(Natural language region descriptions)
*** Block opens ***

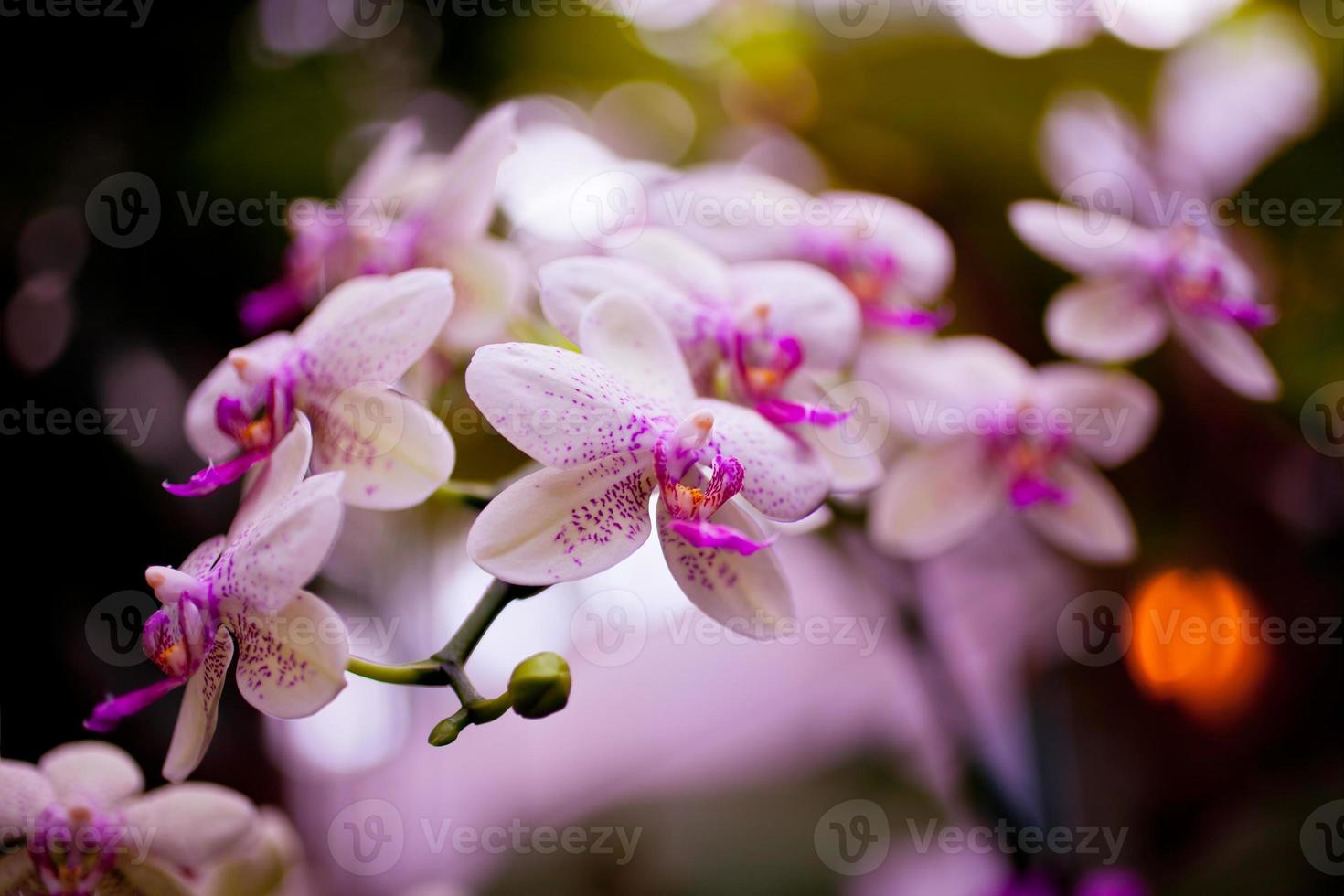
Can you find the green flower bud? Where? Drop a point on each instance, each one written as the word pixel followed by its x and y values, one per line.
pixel 540 686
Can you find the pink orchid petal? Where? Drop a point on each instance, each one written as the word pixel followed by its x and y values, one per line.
pixel 292 663
pixel 923 251
pixel 1105 321
pixel 199 710
pixel 746 592
pixel 785 478
pixel 1112 412
pixel 560 407
pixel 374 328
pixel 805 303
pixel 391 449
pixel 1093 524
pixel 934 498
pixel 273 557
pixel 558 526
pixel 1230 354
pixel 569 285
pixel 108 713
pixel 624 335
pixel 212 477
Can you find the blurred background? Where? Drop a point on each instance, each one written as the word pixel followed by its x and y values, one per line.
pixel 957 707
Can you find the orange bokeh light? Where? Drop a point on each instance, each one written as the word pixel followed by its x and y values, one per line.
pixel 1197 641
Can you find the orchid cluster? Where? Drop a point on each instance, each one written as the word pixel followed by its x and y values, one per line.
pixel 667 372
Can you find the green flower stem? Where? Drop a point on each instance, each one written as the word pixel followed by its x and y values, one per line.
pixel 448 667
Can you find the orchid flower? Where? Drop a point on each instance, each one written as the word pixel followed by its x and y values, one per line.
pixel 894 258
pixel 337 368
pixel 1155 25
pixel 243 592
pixel 611 427
pixel 1143 272
pixel 991 432
pixel 765 335
pixel 85 827
pixel 409 208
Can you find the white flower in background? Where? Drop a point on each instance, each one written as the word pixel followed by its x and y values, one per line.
pixel 989 434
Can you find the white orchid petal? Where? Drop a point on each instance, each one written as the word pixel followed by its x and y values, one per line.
pixel 746 592
pixel 1230 354
pixel 94 773
pixel 199 710
pixel 273 557
pixel 805 303
pixel 785 478
pixel 372 328
pixel 560 407
pixel 558 526
pixel 1113 414
pixel 1093 523
pixel 624 335
pixel 292 663
pixel 391 449
pixel 934 498
pixel 190 825
pixel 1105 321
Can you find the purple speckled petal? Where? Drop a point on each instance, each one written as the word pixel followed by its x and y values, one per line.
pixel 558 526
pixel 108 713
pixel 200 418
pixel 560 407
pixel 291 663
pixel 372 329
pixel 391 449
pixel 281 475
pixel 785 478
pixel 273 557
pixel 743 592
pixel 199 710
pixel 212 477
pixel 625 336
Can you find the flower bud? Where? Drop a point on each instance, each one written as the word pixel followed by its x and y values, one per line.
pixel 539 686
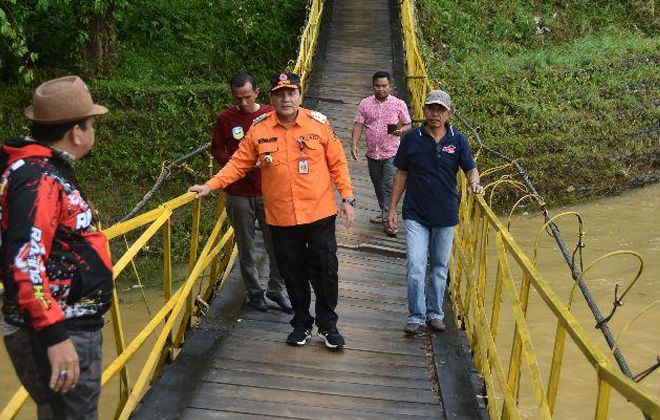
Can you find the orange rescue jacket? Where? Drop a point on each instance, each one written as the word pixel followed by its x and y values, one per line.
pixel 291 197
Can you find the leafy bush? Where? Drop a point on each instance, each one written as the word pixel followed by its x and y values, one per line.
pixel 165 87
pixel 576 102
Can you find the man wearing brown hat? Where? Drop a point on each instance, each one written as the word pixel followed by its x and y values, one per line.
pixel 301 158
pixel 54 263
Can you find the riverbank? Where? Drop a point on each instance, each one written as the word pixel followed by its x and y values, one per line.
pixel 571 91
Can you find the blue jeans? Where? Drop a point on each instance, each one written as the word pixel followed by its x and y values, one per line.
pixel 425 298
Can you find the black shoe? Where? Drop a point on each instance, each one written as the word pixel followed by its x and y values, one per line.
pixel 332 338
pixel 299 337
pixel 282 301
pixel 258 302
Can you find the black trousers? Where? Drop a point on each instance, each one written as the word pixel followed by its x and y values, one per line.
pixel 308 254
pixel 30 359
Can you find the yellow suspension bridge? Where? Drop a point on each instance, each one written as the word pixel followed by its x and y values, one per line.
pixel 235 365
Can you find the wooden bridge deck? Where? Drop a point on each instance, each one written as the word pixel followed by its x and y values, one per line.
pixel 381 372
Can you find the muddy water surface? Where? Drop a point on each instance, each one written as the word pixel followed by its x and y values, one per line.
pixel 630 221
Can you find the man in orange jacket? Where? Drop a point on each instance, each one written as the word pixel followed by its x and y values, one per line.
pixel 300 158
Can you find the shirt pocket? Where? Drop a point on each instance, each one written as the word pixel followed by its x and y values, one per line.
pixel 268 154
pixel 314 150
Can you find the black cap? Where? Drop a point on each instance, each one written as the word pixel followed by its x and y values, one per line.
pixel 284 80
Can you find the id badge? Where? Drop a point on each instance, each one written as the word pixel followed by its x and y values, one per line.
pixel 303 166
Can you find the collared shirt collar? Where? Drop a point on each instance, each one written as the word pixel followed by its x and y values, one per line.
pixel 384 100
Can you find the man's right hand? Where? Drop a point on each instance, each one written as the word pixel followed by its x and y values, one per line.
pixel 354 153
pixel 391 220
pixel 64 366
pixel 201 190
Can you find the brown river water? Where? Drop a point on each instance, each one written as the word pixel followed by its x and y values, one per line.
pixel 629 221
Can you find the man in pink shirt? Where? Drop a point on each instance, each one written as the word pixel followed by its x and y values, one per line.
pixel 385 118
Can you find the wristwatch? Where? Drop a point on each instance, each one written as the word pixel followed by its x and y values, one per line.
pixel 349 200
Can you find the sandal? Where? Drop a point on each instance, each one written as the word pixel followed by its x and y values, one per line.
pixel 390 232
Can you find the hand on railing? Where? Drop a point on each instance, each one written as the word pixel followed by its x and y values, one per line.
pixel 64 366
pixel 201 190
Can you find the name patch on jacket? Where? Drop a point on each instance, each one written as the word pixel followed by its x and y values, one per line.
pixel 451 149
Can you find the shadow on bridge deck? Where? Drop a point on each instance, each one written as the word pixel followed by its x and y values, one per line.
pixel 236 365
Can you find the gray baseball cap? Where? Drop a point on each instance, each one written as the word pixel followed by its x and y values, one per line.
pixel 439 97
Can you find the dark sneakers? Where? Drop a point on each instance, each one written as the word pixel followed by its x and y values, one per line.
pixel 258 302
pixel 413 328
pixel 282 301
pixel 299 337
pixel 332 338
pixel 436 324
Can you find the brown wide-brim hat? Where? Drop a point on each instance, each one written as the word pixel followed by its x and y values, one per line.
pixel 62 100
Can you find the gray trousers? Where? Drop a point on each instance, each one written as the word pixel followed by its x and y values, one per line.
pixel 243 212
pixel 30 360
pixel 382 175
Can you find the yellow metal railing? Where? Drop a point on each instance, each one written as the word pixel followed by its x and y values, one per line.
pixel 483 297
pixel 216 259
pixel 308 40
pixel 417 77
pixel 173 319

*** Block closes ***

# Assignment
With the line containing "Can you find the gray baseball" as the first, output each line through the final line of the entries above, exactly.

# Response to this task
Can you find the gray baseball cap? Where? Drop a point on each instance, each one written as the word pixel followed by its x and y values, one per line.
pixel 439 97
Can you find the dark sneakers? Where? Drop a point on each instance, each one written as the word pixel followed by its x and y values, one per line.
pixel 258 302
pixel 413 328
pixel 282 301
pixel 299 337
pixel 332 338
pixel 436 324
Can you find the brown wide-brim hat? Where? Drop a point on each instance, each one written as the word pixel followed by its x and y values, one per line.
pixel 62 100
Can you find the gray trousers? Where? Drop a point on each instance, each one written as the word pixel followed by its x and y values, one per line.
pixel 243 212
pixel 30 360
pixel 382 175
Can you find the yellow metal railing? Where? Drop a point on each instance, each one written as the word pixel followed by its x and y values, one per line.
pixel 483 297
pixel 216 259
pixel 308 40
pixel 417 77
pixel 173 319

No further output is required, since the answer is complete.